** Start of MATERIAL **
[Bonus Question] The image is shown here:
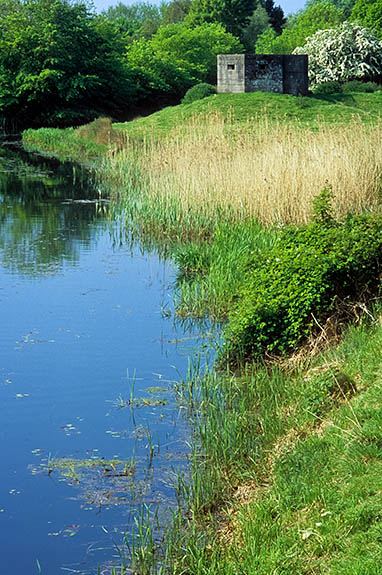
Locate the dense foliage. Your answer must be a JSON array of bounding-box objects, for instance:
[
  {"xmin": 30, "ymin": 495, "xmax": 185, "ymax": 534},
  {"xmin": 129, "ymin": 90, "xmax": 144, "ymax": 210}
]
[
  {"xmin": 0, "ymin": 0, "xmax": 136, "ymax": 124},
  {"xmin": 0, "ymin": 0, "xmax": 382, "ymax": 127},
  {"xmin": 351, "ymin": 0, "xmax": 382, "ymax": 40},
  {"xmin": 225, "ymin": 191, "xmax": 382, "ymax": 361},
  {"xmin": 126, "ymin": 23, "xmax": 243, "ymax": 98},
  {"xmin": 256, "ymin": 0, "xmax": 344, "ymax": 54},
  {"xmin": 294, "ymin": 22, "xmax": 382, "ymax": 85},
  {"xmin": 182, "ymin": 83, "xmax": 216, "ymax": 104}
]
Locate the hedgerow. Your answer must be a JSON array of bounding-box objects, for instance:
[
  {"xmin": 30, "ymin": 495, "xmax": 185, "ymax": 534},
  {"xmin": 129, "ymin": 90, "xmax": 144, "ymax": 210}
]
[{"xmin": 223, "ymin": 194, "xmax": 382, "ymax": 362}]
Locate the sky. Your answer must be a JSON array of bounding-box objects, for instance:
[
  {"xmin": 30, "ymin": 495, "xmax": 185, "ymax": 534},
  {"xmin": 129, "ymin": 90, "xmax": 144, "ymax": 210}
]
[{"xmin": 93, "ymin": 0, "xmax": 305, "ymax": 14}]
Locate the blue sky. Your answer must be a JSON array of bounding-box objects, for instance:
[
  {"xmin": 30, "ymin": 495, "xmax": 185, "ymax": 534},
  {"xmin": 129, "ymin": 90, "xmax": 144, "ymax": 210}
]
[{"xmin": 93, "ymin": 0, "xmax": 305, "ymax": 14}]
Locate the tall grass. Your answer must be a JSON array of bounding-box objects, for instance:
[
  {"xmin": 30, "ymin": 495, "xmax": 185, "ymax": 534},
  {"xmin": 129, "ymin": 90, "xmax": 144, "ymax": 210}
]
[
  {"xmin": 23, "ymin": 118, "xmax": 119, "ymax": 162},
  {"xmin": 108, "ymin": 114, "xmax": 382, "ymax": 223}
]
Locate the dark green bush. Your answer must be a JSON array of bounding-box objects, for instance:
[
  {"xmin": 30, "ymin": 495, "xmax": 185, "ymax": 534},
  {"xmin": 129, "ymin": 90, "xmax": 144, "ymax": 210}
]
[
  {"xmin": 223, "ymin": 191, "xmax": 382, "ymax": 362},
  {"xmin": 342, "ymin": 80, "xmax": 381, "ymax": 93},
  {"xmin": 182, "ymin": 83, "xmax": 216, "ymax": 104},
  {"xmin": 313, "ymin": 81, "xmax": 342, "ymax": 94}
]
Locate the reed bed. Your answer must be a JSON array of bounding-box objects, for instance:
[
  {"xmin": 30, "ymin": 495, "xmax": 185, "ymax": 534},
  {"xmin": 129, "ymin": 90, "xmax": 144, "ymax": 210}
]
[{"xmin": 108, "ymin": 114, "xmax": 382, "ymax": 224}]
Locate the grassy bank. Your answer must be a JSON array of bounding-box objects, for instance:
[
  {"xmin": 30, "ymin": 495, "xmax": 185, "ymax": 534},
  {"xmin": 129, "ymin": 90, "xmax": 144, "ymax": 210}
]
[
  {"xmin": 164, "ymin": 309, "xmax": 382, "ymax": 575},
  {"xmin": 21, "ymin": 92, "xmax": 382, "ymax": 575}
]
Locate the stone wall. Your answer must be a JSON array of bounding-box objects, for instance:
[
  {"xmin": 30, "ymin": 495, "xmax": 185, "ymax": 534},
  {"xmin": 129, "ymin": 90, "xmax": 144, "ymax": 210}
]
[
  {"xmin": 217, "ymin": 54, "xmax": 245, "ymax": 94},
  {"xmin": 217, "ymin": 54, "xmax": 309, "ymax": 96},
  {"xmin": 245, "ymin": 54, "xmax": 283, "ymax": 94}
]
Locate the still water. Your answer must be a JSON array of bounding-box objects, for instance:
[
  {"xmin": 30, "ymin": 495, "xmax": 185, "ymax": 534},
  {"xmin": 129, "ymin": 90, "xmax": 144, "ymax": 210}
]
[{"xmin": 0, "ymin": 147, "xmax": 206, "ymax": 575}]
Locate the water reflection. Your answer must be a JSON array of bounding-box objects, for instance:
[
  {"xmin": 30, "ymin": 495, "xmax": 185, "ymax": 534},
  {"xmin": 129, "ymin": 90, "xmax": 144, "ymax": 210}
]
[
  {"xmin": 0, "ymin": 148, "xmax": 105, "ymax": 276},
  {"xmin": 0, "ymin": 145, "xmax": 208, "ymax": 575}
]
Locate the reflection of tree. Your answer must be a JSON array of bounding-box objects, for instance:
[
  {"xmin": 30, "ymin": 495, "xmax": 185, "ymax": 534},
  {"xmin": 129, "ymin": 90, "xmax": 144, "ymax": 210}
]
[{"xmin": 0, "ymin": 146, "xmax": 108, "ymax": 276}]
** End of MATERIAL **
Collect every line in the entries above that contains the word "reflection" and copy each of those lines in full.

Locate the water reflection. Your answer must be a JSON array of bounding-box objects, for instance:
Locate the reflection of tree. Your answer must be a JSON array of bounding-box objects, for instance:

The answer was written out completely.